##### Entries shown

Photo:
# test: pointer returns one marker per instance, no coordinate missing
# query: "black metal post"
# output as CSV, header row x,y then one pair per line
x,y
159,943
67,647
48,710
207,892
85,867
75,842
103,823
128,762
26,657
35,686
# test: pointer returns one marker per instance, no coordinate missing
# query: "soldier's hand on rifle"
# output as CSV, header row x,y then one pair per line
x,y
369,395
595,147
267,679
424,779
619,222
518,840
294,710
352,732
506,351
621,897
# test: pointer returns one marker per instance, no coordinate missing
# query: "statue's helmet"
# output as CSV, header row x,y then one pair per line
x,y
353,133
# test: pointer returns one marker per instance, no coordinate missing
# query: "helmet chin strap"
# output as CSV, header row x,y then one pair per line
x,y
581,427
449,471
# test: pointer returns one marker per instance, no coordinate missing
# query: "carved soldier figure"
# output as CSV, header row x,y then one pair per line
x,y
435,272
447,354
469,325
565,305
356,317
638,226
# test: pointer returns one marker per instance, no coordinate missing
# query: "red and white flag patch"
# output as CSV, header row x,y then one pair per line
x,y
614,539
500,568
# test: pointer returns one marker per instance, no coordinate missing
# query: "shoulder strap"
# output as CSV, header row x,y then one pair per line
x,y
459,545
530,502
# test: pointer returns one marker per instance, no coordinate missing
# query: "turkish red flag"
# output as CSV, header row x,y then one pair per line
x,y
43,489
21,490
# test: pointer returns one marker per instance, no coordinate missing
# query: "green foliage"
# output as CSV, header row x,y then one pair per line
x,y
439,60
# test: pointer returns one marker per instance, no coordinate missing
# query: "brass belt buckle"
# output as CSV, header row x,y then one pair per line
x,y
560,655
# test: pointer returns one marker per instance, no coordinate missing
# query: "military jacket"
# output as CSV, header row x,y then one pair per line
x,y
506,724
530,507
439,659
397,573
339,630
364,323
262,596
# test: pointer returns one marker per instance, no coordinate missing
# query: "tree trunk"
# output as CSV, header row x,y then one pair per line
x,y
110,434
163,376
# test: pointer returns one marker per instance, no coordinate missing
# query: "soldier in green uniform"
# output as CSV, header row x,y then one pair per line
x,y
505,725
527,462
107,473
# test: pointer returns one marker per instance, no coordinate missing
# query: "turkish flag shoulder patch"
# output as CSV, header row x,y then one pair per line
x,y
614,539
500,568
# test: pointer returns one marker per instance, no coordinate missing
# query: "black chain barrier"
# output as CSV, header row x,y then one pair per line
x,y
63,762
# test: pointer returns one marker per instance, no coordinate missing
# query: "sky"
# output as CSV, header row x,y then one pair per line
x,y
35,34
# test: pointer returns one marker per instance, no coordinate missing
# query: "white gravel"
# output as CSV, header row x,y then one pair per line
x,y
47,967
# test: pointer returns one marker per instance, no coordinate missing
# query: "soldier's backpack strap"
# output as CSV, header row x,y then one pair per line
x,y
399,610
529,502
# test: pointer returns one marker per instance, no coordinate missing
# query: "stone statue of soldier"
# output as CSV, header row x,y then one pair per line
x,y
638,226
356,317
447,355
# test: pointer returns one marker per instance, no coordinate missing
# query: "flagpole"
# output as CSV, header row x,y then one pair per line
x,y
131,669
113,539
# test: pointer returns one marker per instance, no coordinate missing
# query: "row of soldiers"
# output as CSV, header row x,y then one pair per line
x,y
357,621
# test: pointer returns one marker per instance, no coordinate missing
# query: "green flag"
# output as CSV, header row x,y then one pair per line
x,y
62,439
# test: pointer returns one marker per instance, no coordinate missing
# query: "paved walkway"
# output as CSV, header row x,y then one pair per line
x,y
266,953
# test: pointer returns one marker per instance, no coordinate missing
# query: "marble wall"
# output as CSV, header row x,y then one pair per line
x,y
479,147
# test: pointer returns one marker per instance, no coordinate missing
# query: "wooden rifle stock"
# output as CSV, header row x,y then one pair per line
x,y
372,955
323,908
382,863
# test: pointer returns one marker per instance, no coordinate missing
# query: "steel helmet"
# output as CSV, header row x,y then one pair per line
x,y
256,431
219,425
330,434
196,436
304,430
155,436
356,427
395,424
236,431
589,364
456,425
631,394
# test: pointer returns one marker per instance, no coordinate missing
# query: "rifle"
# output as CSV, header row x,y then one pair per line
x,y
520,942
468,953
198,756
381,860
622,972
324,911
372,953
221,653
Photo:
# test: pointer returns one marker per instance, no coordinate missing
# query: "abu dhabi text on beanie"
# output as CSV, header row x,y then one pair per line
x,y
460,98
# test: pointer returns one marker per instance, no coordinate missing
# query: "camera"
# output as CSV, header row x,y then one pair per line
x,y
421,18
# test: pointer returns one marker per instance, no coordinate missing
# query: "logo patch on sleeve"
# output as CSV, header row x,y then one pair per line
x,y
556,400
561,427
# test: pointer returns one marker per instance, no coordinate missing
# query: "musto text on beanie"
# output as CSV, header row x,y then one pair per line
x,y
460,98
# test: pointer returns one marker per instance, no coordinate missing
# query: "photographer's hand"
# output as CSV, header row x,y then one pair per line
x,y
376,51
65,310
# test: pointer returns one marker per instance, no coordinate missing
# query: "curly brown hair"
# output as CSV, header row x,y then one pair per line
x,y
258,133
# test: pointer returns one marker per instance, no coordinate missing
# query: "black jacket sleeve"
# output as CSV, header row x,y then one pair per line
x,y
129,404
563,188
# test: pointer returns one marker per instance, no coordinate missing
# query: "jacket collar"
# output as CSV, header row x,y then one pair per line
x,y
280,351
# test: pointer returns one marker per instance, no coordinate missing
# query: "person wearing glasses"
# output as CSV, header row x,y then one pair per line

##########

### [Aim]
Give the records above again, word for word.

### [Expected output]
Photo:
# test: pointer returns one marker per instance, no coordinate missing
# query: "black metal post"
# output as CSV, header row x,y then one pair per line
x,y
159,943
67,647
48,710
207,892
85,867
75,842
103,823
128,762
26,657
35,686
# test: pointer returns one marker per instance, no coordinate missing
# query: "soldier's hand on rifle"
# output as CSV, header row x,y then one pair per line
x,y
369,395
595,147
267,679
424,779
619,222
518,840
294,710
352,732
506,351
621,897
# test: pointer returns one marker per instance, no coordinate missing
# query: "statue's helmet"
# output as CSV, header row x,y then one pair per line
x,y
353,133
# test: pointer returns one marker per instance, no coordinate missing
# query: "helmet chin strap"
# output as CSV, header row x,y then one pair per line
x,y
581,427
449,471
# test: pointer returns one marker per instance, no coordinate missing
# query: "carved soldier figure"
# output as CSV, header row x,y then one pair per line
x,y
435,272
447,354
469,325
565,305
356,317
638,226
# test: pointer returns one marker per instance, no coordinate missing
# query: "red and white flag patch"
# output as CSV, header row x,y then one pair per line
x,y
614,539
500,568
# test: pointer returns one marker per instance, no coordinate missing
# query: "shoulder strap"
# output as CSV, header row x,y then one pair per line
x,y
459,545
530,502
# test: pointer returns one marker per instance, no coordinate missing
# query: "turkish red flag"
# output as CSV, header row x,y then one pair per line
x,y
43,489
21,490
# test: pointer returns one marker per instance, no coordinate missing
# query: "green foliage"
# output as CSV, header row x,y then one pair per line
x,y
439,60
# test: pointer returns one marker per instance, no coordinate missing
# query: "brass belt buckle"
# output as CSV, header row x,y then one pair per line
x,y
560,655
# test: pointer returns one marker per instance, no coordinate missing
# query: "military jacket"
# output as CSV, header row x,y then one pair per line
x,y
506,724
530,507
439,659
397,573
339,630
364,323
262,596
# test: pointer returns one marker per instance, no coordinate missing
# query: "tree trunk"
# output as CSV, header row x,y then one pair per line
x,y
110,434
163,376
# test: pointer returns one marker per instance, no coordinate missing
# query: "soldier in green uniform"
# output as CSV, header row x,y then one pair per line
x,y
505,725
527,462
107,473
# test: pointer returns one marker per instance, no coordinate missing
# query: "turkish flag shoulder patch"
# output as CSV, header row x,y then one pair per line
x,y
614,539
500,568
# test: pointer returns one marker per instance, no coordinate missing
# query: "black chain barrier"
# output as CSV, header row x,y then one pair per line
x,y
63,762
# test: pointer returns one marker per instance, no coordinate missing
# query: "sky"
# output as CSV, header row x,y then one pair per line
x,y
35,34
# test: pointer returns one marker per instance, no coordinate missing
# query: "white gravel"
# output as CSV, header row x,y then one pair per line
x,y
47,967
# test: pointer returns one marker per instance, no coordinate missing
# query: "soldier's backpack strap"
# output as CSV, header row x,y then one pair per line
x,y
399,610
529,502
# test: pointer returns one marker per instance, no coordinate missing
# query: "stone statue of soldier"
# output as CSV, header row x,y then one pair per line
x,y
638,226
356,317
447,355
# test: pointer returns one marker per instance, no coordinate missing
# query: "flagpole"
# output as CSV, header row x,y then one pair per line
x,y
131,669
113,539
# test: pointer returns one marker per instance, no coordinate missing
# query: "row of soldiers"
# output as CSV, header row x,y then one pair per line
x,y
357,621
# test: pointer returns one marker per instance, no coordinate missing
# query: "green flag"
# output as CSV, header row x,y then one pair per line
x,y
62,439
# test: pointer returns one marker per instance, no coordinate missing
# query: "paved walkway"
# output as CSV, header row x,y then one pair per line
x,y
266,953
# test: pointer returns one marker per instance, no coordinate missing
# query: "marble wall"
# output as CSV, header row x,y then one pair per line
x,y
479,147
# test: pointer returns one marker per instance, no coordinate missing
# query: "wooden rifle stock"
# output as CSV, header row x,y then one pair per line
x,y
372,955
323,908
382,863
# test: pointer returns one marker per instance, no coordinate missing
# query: "steel helmet"
# output as CSV, header row x,y then one pair per line
x,y
256,431
219,425
330,434
196,436
304,430
155,436
356,427
395,424
236,431
589,364
456,425
631,394
# test: pointer returns one marker per instance, no coordinate missing
# query: "rifle"
# output as CSV, header row x,y then one pair per line
x,y
520,942
468,953
198,756
381,860
622,972
324,911
372,953
221,653
Photo:
# test: pointer returns one marker per instance, no coordinate missing
# query: "abu dhabi text on beanie"
# output as CSV, header row x,y then one pair per line
x,y
460,98
# test: pointer returns one marker per instance, no coordinate missing
# query: "camera"
# output as CSV, header row x,y then one pair per line
x,y
421,18
# test: pointer returns one marker per instance, no coordinate missing
# query: "logo patch on sleeve"
# output as CSV, header row x,y then one pair per line
x,y
556,400
561,427
# test: pointer returns one marker per instance, no coordinate missing
# query: "musto text on beanie"
# output as CSV, header row x,y then one pair per line
x,y
460,98
# test: pointer returns one marker per instance, no coordinate missing
# query: "photographer's hand"
# output as CSV, header row x,y then one pair per line
x,y
376,51
65,310
# test: pointer returns one marker per instance, no coordinate missing
# query: "curly brown hair"
# output as CSV, header row x,y then one pair per line
x,y
258,133
# test: pointer returns one marker per instance, no coordinate missing
# query: "black jacket sleeve"
# output as CSV, header row x,y then one pair per line
x,y
129,404
563,188
# test: pointer returns one marker per instance, no coordinate missing
# query: "jacket collar"
# output as CSV, header row x,y then one pair per line
x,y
280,351
# test: pointer returns one marker per instance, no coordinate missing
# query: "person wearing glasses"
# output as CSV, header row x,y then one pair per line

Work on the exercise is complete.